DIRECTIONS — Rewrite the entries below as a Markdown table with the columns "No." and "Line", giving each non-blank line its own numbered row. Omit the pictures.

DATASET ROWS —
-- start --

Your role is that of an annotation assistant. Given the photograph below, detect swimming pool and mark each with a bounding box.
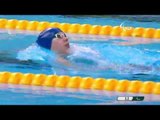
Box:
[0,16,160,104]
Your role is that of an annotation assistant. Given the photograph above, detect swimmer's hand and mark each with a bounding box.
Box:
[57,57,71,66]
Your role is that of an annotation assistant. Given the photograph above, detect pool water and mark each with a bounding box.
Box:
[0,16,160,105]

-- end --

WORKED SOLUTION —
| No. | Line |
|---|---|
| 1 | Your role is that of an annotation assistant. Given the photograph below, detect swimming pool and mark each with a bounding box. |
| 2 | Box: |
| 3 | [0,16,160,104] |
| 4 | Your role is that of an annotation assistant. Given the photograph above, detect swimmer's hand and mark each with a bounding box. |
| 5 | Box: |
| 6 | [57,57,71,66] |
| 7 | Your role is that of an annotation assistant. Given the photograph above, detect pool water and mark each with a bounding box. |
| 8 | Box: |
| 9 | [0,16,160,105] |